The problem »
All entries must be repeated exactly; do not include the pictures.

Data for processing »
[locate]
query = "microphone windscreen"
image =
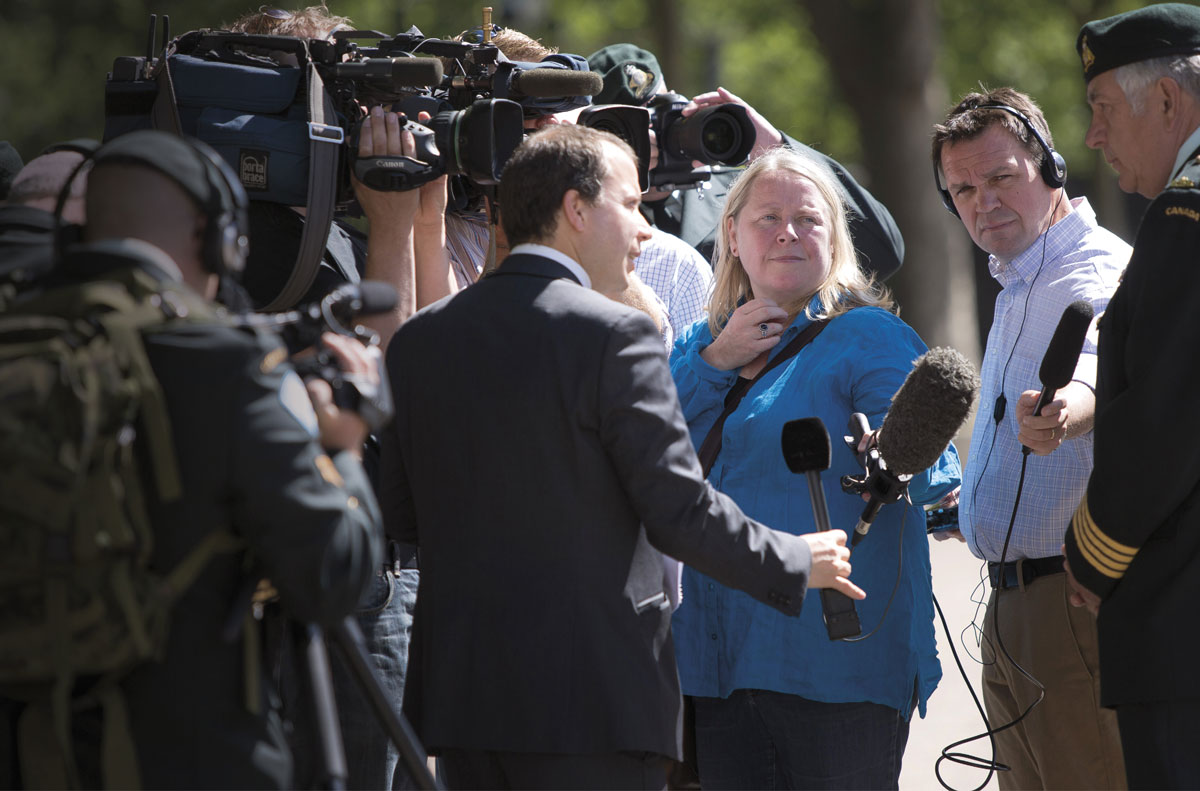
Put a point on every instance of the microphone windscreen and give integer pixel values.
(1062, 354)
(928, 409)
(556, 82)
(805, 444)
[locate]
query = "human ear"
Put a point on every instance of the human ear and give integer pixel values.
(574, 209)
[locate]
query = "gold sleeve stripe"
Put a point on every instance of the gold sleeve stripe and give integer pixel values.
(1093, 546)
(273, 359)
(1115, 549)
(1098, 562)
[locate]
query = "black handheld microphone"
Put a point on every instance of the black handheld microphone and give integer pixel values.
(1062, 353)
(928, 409)
(807, 450)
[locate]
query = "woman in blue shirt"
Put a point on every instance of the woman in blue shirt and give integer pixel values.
(778, 703)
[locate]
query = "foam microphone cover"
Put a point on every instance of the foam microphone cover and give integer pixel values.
(805, 444)
(556, 82)
(1062, 354)
(928, 409)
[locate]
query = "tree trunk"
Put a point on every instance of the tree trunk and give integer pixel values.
(882, 57)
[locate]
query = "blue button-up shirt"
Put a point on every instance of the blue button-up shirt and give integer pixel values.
(1074, 259)
(725, 640)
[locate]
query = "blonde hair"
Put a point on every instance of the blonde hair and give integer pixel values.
(845, 287)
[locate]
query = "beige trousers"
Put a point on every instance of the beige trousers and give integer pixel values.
(1067, 741)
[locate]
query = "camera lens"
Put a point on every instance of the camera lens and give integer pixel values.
(720, 137)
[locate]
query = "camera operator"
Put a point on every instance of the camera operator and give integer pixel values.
(670, 281)
(384, 255)
(631, 76)
(255, 459)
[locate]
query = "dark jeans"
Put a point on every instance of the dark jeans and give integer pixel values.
(385, 617)
(763, 739)
(1161, 744)
(499, 769)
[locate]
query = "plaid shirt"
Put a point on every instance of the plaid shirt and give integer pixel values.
(678, 275)
(1074, 259)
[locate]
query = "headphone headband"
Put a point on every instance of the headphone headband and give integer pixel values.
(201, 172)
(1054, 166)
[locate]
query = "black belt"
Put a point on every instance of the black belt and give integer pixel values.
(1020, 573)
(400, 556)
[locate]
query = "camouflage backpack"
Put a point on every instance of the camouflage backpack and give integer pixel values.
(77, 594)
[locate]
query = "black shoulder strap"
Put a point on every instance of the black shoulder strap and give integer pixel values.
(711, 448)
(324, 142)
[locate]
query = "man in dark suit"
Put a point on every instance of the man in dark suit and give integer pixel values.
(537, 432)
(1134, 543)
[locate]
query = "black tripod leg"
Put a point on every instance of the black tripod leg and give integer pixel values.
(329, 732)
(349, 640)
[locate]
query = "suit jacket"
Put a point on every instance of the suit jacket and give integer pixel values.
(537, 431)
(1135, 538)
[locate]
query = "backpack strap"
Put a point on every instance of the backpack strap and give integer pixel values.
(711, 448)
(325, 141)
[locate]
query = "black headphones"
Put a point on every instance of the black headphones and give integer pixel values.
(227, 231)
(1054, 167)
(223, 202)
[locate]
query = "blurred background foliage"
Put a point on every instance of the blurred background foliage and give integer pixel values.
(905, 63)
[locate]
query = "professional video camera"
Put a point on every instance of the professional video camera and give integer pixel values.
(713, 136)
(481, 102)
(285, 112)
(301, 330)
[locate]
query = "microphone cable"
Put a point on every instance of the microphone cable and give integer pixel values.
(966, 759)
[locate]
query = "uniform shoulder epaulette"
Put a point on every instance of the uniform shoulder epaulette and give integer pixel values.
(1188, 177)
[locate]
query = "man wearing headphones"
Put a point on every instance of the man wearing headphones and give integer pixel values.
(255, 459)
(996, 171)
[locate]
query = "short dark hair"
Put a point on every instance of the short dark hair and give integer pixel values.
(541, 171)
(967, 121)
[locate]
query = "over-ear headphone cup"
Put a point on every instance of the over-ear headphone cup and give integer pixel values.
(1054, 169)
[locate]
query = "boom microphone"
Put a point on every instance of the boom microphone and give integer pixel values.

Task result »
[locate]
query = "microphone windscreen"
image =
Put a point on every instance of the microphone windscreen and give integer pixel values.
(1062, 354)
(928, 409)
(556, 82)
(805, 444)
[locate]
query = "human ear"
Put a point on every instance of the human ear and give integer pixel values.
(574, 209)
[locate]
query = "gold sleeve stripe"
Put a point on every instance of the gold sleeve stripe and give integer pixel values.
(1093, 546)
(273, 359)
(1115, 549)
(1098, 562)
[locate]
query = "black handheld microphone"
Put a point on every instance of the black handheld microphone and give integer pixel values.
(1062, 353)
(928, 409)
(807, 450)
[locate]
query = "woman in blue shirt"
Put a point on every instance of the woman in blue shirt and give integer pixel values.
(778, 703)
[locate]
query = "foam microphone cover"
Put a point on every instance of the foam microphone cover and give integer pixel values.
(805, 444)
(556, 82)
(1062, 354)
(928, 409)
[locate]
query = "tree trunk"
Put a point on every instance of the tree trunk and give integer pixel values.
(882, 57)
[locate]
query = "blue button-up shirt"
Put a point on every instance of the blue button-up shirt and give integer pixel values.
(1074, 259)
(725, 640)
[locate]
query = "blonde hair"
Put a point on every instance of the blonde hair and give integer pixel values.
(845, 287)
[locate]
query = "beige trousers"
Put a point on every instance of the beige trousers and give integer pixel values.
(1067, 741)
[locate]
query = "camera lens"
Put a point on every instance of the camera lens and give integer pixel values.
(720, 137)
[locate]
query = "camera operator"
Put a point on every instance of the camera operator and give integer pixel values.
(670, 281)
(384, 255)
(631, 76)
(255, 459)
[locate]
query = "dark jeans"
Put a point on every instance of the dark jeans and give integer pixel values.
(385, 617)
(763, 739)
(1161, 744)
(499, 769)
[locate]
query = "plaid shirt"
Put a point on every instance of the plaid shirt and give integer pixel values.
(678, 275)
(1074, 259)
[locate]
query = "headphone headband"
Put a point on every instance of the headphone headband and give integer pixel values.
(201, 172)
(1054, 166)
[locate]
query = "black belt"
Put a point on every instance of the black belt and give integer pixel values.
(1020, 573)
(400, 556)
[locate]
query = "camouflage backpack"
Put a point on every instance of the camouflage backpack and give integer pixel values.
(77, 594)
[locate]
query = "black shoulder strap"
Put a point on every instance of the black shoulder strap and give integer pixel values.
(711, 448)
(324, 142)
[locate]
query = "man in dark suit"
Put a point on every instance of the man in dark suit and give integer pixel values.
(537, 432)
(1134, 543)
[locate]
query = "black tripod leg"
Put a point on every instance of the black tripod leg and give integer pixel values.
(329, 732)
(349, 640)
[locate]
query = "suit jacket"
Put a point on every instance of the suit jacket and give integer pixel values.
(537, 431)
(1135, 538)
[locate]
query = "backpack strap"
Put a point on every instance of the backpack strap and give integer pixel values.
(711, 448)
(325, 141)
[locate]
query = "black headphones"
Put a point on every instance of the black headphones and give integer pixel values.
(227, 231)
(1054, 167)
(223, 202)
[locate]
query = "blurred background foliage"
Put a point on every instance of the blurred background foliage and give integer pixel values.
(905, 63)
[locate]
query = "professional video camera"
Put a point on every instance of the professional video camera and give integer pixel values.
(713, 136)
(481, 102)
(285, 112)
(301, 330)
[locate]
query = "microphone cable"
Put a point on every instance of the microphone cable and give integer pixel values.
(966, 759)
[locate]
query = "uniform shoulder epaulette"
Put a point on every instance of the uniform shoulder epaulette and give integer pixel values.
(1188, 177)
[locate]
query = "man wearing headphones"
Put a point on every instance of the man wearing headphones and give integer pixel values.
(255, 459)
(996, 171)
[locate]
query = "short dark hair"
Put a point on every instance of the short dark hair and give integer pixel values.
(541, 171)
(967, 121)
[locate]
query = "over-ear headphone cup"
Put a point on every instance of the over-ear headphone cup and give integer pixel values.
(1054, 169)
[locate]
query = "boom microphone"
Put a point on every instance of the boom microphone and give integer pixel values.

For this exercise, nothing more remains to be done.